:: ABOUT THIS EXERCISE ::
Exact repetition is required: reproduce every line of the data.

*** EXTRACTED INFORMATION ***

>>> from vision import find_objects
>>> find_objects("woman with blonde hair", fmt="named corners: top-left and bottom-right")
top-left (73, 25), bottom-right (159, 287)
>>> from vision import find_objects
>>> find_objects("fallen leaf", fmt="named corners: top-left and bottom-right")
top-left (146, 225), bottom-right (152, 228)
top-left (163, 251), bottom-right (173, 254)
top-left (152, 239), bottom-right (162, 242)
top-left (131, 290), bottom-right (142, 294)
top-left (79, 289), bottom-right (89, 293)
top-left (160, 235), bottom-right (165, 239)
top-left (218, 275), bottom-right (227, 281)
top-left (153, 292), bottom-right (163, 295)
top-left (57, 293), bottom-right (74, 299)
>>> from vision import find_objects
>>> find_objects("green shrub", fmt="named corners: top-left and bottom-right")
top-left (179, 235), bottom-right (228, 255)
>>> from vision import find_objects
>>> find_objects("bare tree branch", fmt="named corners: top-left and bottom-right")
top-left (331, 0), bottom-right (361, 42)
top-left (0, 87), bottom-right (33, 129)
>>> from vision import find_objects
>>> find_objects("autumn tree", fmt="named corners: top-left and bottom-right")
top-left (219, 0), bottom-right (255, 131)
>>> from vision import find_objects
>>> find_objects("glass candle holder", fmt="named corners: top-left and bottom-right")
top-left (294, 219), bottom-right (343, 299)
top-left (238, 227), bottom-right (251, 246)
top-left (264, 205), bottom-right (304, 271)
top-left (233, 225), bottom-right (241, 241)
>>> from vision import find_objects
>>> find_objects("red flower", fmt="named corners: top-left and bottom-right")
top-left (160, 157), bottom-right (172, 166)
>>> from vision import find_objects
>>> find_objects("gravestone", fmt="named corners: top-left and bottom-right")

*** End of EXTRACTED INFORMATION ***

:: FINISHED TASK ::
>>> from vision import find_objects
>>> find_objects("woman with blonde hair", fmt="named corners: top-left and bottom-right")
top-left (73, 25), bottom-right (159, 287)
>>> from vision import find_objects
>>> find_objects("fallen leaf", fmt="named corners: top-left and bottom-right")
top-left (146, 225), bottom-right (152, 228)
top-left (163, 251), bottom-right (173, 254)
top-left (152, 239), bottom-right (162, 242)
top-left (131, 290), bottom-right (142, 294)
top-left (79, 289), bottom-right (89, 293)
top-left (160, 235), bottom-right (165, 239)
top-left (218, 275), bottom-right (227, 281)
top-left (153, 292), bottom-right (163, 295)
top-left (57, 293), bottom-right (74, 299)
>>> from vision import find_objects
>>> find_objects("green shrub", fmt="named corners: top-left and bottom-right")
top-left (179, 235), bottom-right (228, 255)
>>> from vision import find_objects
>>> find_objects("bare tree branch", fmt="named corners: top-left and bottom-right")
top-left (331, 0), bottom-right (361, 42)
top-left (0, 87), bottom-right (33, 129)
>>> from vision import find_objects
>>> find_objects("autumn tree", fmt="named corners: top-left and bottom-right")
top-left (219, 0), bottom-right (255, 131)
>>> from vision import find_objects
>>> find_objects("glass candle holder", fmt="named corners: top-left and bottom-right")
top-left (294, 219), bottom-right (343, 299)
top-left (238, 227), bottom-right (251, 246)
top-left (264, 205), bottom-right (304, 271)
top-left (233, 225), bottom-right (241, 241)
>>> from vision import find_objects
>>> find_objects("red flower", fmt="named corners: top-left and bottom-right")
top-left (160, 157), bottom-right (172, 166)
>>> from vision import find_objects
>>> find_objects("gravestone", fmt="named corners: top-left and bottom-right")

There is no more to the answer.